The European Union’s “Article 29 Working Party,” an EU-wide privacy body, was upset with Google’s privacy within days of it being announced in January 2012. The eventually led to the French privacy regulatory body CNIL to ask, on behalf of the entire Article 29 body, for Google to make some changes, including:

  • Tell users what data are being collected and how they’re being used
  • Give users the ability to consent or opt-out of Google’s uses of combined personal/behavioral data
  • Identify the data retention periods of the combined data and comply with European data retention standards

The group wanted an answer back on these recommendations and began speaking out last February about still not getting them. Today, it says that as Google has gone past the four month deadline it gave, it’s ready to get tough. From today’s announcement:

EU Data protection authorities asked Google to comply with their recommendations within 4 months.

After this period has expired, Google has not implemented any significant compliance measures.

On 19 March 2013, representatives of Google Inc. were invited at their request to meet with the taskforce led by the CNIL and composed of data protection authorities of France, Germany, Italy, the Netherlands, Spain, and the United-Kingdom. Following this meeting, no change has been seen.

Saved data entries
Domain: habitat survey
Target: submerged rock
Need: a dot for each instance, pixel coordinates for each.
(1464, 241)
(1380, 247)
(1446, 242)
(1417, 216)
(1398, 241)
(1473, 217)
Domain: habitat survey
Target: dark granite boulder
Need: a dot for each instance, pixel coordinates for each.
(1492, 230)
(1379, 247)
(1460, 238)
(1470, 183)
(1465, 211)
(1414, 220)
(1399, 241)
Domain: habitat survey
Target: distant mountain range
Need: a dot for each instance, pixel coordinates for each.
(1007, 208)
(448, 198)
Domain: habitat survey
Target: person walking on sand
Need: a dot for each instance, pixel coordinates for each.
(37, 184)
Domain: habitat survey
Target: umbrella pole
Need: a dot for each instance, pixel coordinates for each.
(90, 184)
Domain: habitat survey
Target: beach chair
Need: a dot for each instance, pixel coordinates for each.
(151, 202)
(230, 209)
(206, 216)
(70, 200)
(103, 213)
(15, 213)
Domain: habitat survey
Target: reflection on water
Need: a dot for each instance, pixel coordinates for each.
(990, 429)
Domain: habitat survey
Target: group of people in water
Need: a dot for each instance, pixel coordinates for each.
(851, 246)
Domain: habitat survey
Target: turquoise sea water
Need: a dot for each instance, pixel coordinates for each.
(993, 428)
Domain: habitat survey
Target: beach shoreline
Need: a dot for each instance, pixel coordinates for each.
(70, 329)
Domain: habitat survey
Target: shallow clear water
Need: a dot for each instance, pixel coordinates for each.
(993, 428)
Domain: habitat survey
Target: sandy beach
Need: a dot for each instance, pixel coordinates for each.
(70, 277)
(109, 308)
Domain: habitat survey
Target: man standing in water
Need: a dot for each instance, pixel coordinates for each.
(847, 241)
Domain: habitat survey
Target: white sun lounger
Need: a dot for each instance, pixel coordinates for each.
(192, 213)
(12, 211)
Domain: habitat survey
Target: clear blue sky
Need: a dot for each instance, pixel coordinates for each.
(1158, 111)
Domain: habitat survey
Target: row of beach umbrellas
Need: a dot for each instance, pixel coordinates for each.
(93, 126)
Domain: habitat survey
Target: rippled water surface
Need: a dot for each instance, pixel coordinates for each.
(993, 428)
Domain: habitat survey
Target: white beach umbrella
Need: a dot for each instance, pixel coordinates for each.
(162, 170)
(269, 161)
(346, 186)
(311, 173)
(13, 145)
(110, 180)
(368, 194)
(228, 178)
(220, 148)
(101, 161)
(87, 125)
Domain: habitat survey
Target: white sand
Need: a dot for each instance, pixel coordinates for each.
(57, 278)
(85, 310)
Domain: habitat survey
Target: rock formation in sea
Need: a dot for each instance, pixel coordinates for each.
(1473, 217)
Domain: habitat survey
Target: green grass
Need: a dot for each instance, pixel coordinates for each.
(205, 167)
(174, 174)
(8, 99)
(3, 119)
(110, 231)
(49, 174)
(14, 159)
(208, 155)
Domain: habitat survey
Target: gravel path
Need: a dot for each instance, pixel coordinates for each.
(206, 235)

**Tasks to carry out:**
**A)** Answer each question about the Google privacy excerpt, one answer per line, marked to match:
(i) Which French body asked Google for changes on behalf of the whole Article 29 group?
(ii) How long did the EU data protection authorities give Google to follow their recommendations?
(iii) On what date did Google representatives meet with the taskforce?
**B)** Carry on the Google privacy excerpt, picking up right after its last sentence.
These saved data entries come from a separate source.

**Set of answers:**
**A)**
(i) The CNIL
(ii) Four months
(iii) 19 March 2013

**B)**
The problem is that the EU itself can’t get tough. The watchdog group has no enforcement powers, as it has explained before. It can’t even declare whether Google is actually violating privacy laws.

Instead, individual EU countries have to independently investigate Google’s privacy policies and take action, if they see a concern. As the announcement explains:

 It is now up to each national data protection authority to carry out further investigations according to the provisions of its national law transposing European legislation.

Those countries appear to be the aforementioned ones:

  • France
  • Germany
  • Italy
  • The Netherlands
  • Spain
  • The United Kingdom

According to Bloomberg, these countries will now coordinate on investigating whether they should each individually pursue actual actions and possible fines against Google.

I haven’t seen any recent news on the status into the EU examination of Microsoft’s privacy changes, which were similar to Google’s. The EU said in December that it would review those changes, about two months after Microsoft launched them.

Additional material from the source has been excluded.